── Data provided

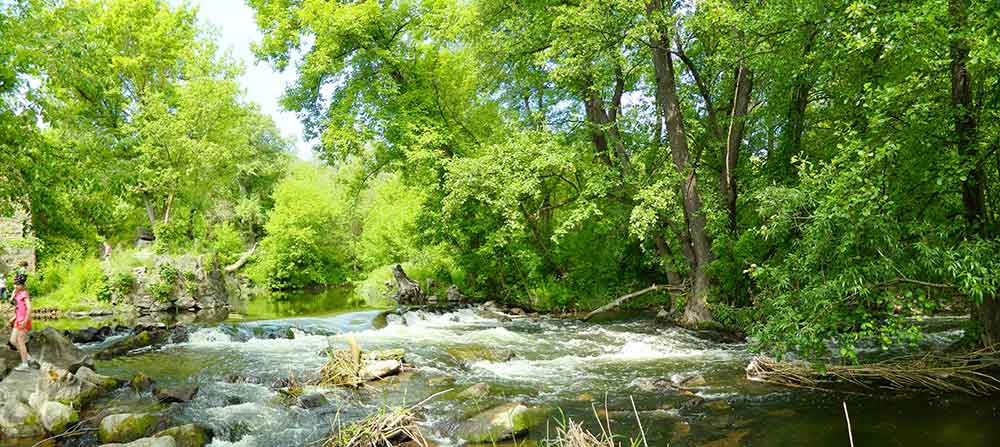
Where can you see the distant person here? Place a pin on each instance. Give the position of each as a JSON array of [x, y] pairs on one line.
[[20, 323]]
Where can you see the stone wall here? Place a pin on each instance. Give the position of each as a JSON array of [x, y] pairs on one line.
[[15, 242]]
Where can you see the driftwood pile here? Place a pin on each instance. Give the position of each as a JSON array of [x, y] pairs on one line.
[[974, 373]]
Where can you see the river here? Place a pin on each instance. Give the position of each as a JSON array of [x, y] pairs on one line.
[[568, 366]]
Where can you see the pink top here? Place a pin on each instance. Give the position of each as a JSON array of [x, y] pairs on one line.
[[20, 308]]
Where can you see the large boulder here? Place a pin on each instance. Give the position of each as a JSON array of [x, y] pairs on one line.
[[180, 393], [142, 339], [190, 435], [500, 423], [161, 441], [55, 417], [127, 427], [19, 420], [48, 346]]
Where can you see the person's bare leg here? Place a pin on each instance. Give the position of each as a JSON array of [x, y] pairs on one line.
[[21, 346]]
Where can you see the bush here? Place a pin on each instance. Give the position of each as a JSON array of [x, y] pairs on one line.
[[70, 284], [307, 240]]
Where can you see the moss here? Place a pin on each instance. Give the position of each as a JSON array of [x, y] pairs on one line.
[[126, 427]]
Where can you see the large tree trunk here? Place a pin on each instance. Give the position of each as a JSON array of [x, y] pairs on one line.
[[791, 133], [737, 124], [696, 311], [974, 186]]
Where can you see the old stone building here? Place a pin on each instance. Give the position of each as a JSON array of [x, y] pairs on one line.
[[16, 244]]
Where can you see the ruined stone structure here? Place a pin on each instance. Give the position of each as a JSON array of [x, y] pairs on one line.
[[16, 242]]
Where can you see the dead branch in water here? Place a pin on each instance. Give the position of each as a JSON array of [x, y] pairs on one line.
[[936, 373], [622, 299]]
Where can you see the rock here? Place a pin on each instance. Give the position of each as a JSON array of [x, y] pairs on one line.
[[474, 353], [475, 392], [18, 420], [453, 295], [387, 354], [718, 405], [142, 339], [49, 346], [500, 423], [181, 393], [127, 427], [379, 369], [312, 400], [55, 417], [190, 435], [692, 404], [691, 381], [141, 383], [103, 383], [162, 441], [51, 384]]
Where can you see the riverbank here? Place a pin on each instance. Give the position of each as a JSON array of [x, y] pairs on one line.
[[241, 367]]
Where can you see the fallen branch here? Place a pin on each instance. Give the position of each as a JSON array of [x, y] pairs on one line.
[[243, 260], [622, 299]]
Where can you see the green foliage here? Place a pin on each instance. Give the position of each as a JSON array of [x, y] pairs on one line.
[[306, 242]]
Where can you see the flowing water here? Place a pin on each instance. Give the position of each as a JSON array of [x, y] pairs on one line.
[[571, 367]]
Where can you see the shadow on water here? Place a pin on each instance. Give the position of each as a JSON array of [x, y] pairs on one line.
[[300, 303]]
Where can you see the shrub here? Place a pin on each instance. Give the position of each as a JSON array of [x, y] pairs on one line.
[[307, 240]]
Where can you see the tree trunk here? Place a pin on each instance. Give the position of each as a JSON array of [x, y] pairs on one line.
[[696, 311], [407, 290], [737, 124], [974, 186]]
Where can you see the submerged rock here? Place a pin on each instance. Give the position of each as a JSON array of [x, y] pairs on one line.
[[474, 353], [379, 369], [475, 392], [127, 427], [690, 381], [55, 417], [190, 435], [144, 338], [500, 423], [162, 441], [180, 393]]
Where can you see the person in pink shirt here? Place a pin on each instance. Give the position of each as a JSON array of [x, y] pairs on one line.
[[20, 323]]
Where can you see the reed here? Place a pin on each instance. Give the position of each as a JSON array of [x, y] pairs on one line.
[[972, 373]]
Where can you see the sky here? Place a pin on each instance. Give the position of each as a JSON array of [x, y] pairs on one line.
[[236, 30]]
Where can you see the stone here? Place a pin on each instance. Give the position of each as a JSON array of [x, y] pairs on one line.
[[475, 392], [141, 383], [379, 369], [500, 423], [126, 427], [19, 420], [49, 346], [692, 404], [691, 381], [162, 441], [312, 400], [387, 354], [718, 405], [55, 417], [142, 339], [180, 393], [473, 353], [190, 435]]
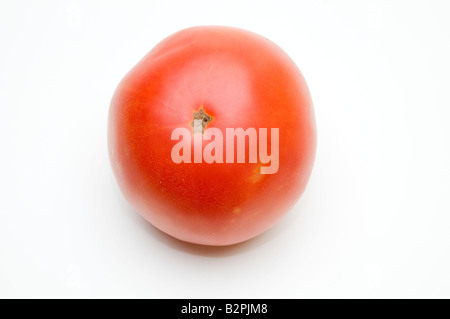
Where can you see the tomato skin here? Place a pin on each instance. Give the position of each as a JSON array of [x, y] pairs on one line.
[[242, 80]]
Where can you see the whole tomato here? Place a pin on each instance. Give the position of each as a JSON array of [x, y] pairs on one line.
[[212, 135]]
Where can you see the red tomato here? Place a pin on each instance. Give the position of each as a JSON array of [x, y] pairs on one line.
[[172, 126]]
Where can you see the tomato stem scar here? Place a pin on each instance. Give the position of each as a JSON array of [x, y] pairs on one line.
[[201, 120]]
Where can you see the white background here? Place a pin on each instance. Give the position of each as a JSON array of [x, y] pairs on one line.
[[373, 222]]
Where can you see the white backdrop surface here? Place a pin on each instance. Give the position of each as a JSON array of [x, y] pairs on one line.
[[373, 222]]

────

* [Exercise] Copy the entries exactly. Leave out the images.

* [Worked solution]
Where can you see the distant person here? Place a pin on each instance. Give the position of each as a JSON array of [x, y] pairs on one line.
[[20, 323]]
Where can you see the stone wall here? Place a pin on each instance. Give the position of each as a JSON array of [x, y] pairs on one line.
[[15, 242]]
Where can you see the driftwood pile here? Place a pin on each instance. Give the position of each as a JSON array of [x, y] pairs on one line.
[[974, 373]]
Where can you see the river here? Place a pin on each instance. Give the position of each as a JSON array of [x, y] pairs on one line.
[[568, 366]]
Where can you see the pink top here? Place a pin on each instance. Give the position of each as a JSON array of [x, y] pairs on one line.
[[20, 308]]
Where can you see the large boulder here? Place a pin on each instance. Give the position of each as a JSON array of [x, y] pairs on one line.
[[180, 393], [142, 339], [190, 435], [500, 423], [161, 441], [55, 417], [127, 427], [19, 420], [48, 346]]
Where can you see the person's bare leg here? Place a pin on each instance. Give the position of each as a JSON array of [x, y] pairs on one line.
[[21, 346]]
Where can you see the bush here? Place a pin on each instance. Give the position of each as a JSON array of [x, y] pairs on one line.
[[70, 284], [307, 240]]
Where can you see the moss here? Place a pin on each instance. Give the position of each as a JSON array of [x, y] pairs on one line.
[[126, 427]]
Where can you see the large tree trunk here? Place a pin on each instance. Give the position of each as a JSON array of [x, y] pairs on one line.
[[791, 133], [737, 124], [696, 311], [974, 186]]
Where can you see the old stone building here? Place a pin on each instance. Give the position of each as a JSON array of [x, y] pairs on one line.
[[16, 244]]
Where can you see the ruined stone structure here? Place a pin on each instance. Give the position of each as a JSON array of [x, y] pairs on one line.
[[16, 242]]
Where can you see the dead branch in water here? Place a pin on each instance. Give the position of each as a JSON array of [x, y] pairs on one line.
[[936, 373], [622, 299]]
Where can you see the rock here? Place a pin on each instance. Give the position of each as a JSON array of [x, y] pairs on one line.
[[474, 353], [475, 392], [18, 420], [453, 295], [387, 354], [718, 405], [142, 339], [49, 346], [500, 423], [181, 393], [127, 427], [379, 369], [312, 400], [55, 417], [190, 435], [692, 404], [691, 381], [141, 383], [103, 383], [162, 441], [51, 384]]
Where can you see the riverbank here? Place a pin on each instance. Give the position of each as a JSON array of [x, y] pairs on one line.
[[241, 367]]
Where can you see the fallen branch here? Place a pin on each instance. Give the position of each as a JSON array of [x, y] pairs on one line.
[[243, 260], [622, 299]]
Where can you see the green foliage here? Place a pin on each instance. Give the position of each as a JSON array of [x, y] pairs on one line.
[[306, 242]]
Where can you see the flowing water here? Place a pin on each instance. Give the position of each as a JSON array of [x, y] pairs on one line.
[[571, 367]]
Where can you see the shadow on water here? Place a pin on each instance. Give the position of each as a JSON array of [x, y] pairs on one line.
[[300, 303]]
Where can you see the shrub here? Place a pin on each instance. Give the position of each as a JSON array of [x, y] pairs on one line.
[[307, 240]]
Where can you see the tree trunk here? Place a pin on each instance. Give the position of each as a JSON array of [x, y] pairs on one line.
[[696, 311], [407, 290], [737, 124], [974, 186]]
Where can you see the submerged rock here? Place a pin on each instance. Give the position of each as a JSON array of [x, y] pairs on one line.
[[474, 353], [379, 369], [475, 392], [127, 427], [690, 381], [55, 417], [190, 435], [144, 338], [500, 423], [162, 441], [180, 393]]
Where can you see the person in pink shirt here? Place a pin on each instance. Give the position of each as a JSON array of [x, y] pairs on one line.
[[20, 323]]
Where can you see the reed here? Place a pin on each instance. Give the position of each as a JSON array of [x, y] pairs on one line.
[[972, 373]]
Where can you see the sky here? Place a pin on each instance. Give the position of each as a JSON array of [x, y] pairs on one line.
[[236, 30]]
Where can you see the stone here? Place a pin on each instance. Give the position of each as a JSON array of [x, y] pairs on one line.
[[475, 392], [141, 383], [379, 369], [500, 423], [126, 427], [19, 420], [49, 346], [692, 404], [691, 381], [162, 441], [312, 400], [387, 354], [718, 405], [55, 417], [142, 339], [180, 393], [473, 353], [190, 435]]
Where can you see the tomato skin here? Place a pin on each instance. Give the position of each as a JSON array of [x, y] pairs on one line.
[[242, 80]]
Where can you see the whole tomato here? Place a pin on each instance. Give the position of each as a JSON array of [x, y] pairs on one line.
[[212, 135]]
Where can you see the red tomato here? Place a pin on each instance. Give the position of each as a JSON array of [x, y] pairs on one line.
[[172, 126]]
Where can you see the tomato stem scar here? Place a pin on each instance. Give the position of each as a JSON array of [x, y] pairs on one line.
[[201, 120]]
Where can you see the white background here? Place a pin on each instance. Give the position of each as a JSON array of [x, y] pairs on one line.
[[373, 222]]
Where can you see the white backdrop surface here? Place a pin on each instance. Give the position of each as a JSON array of [x, y] pairs on one line.
[[373, 222]]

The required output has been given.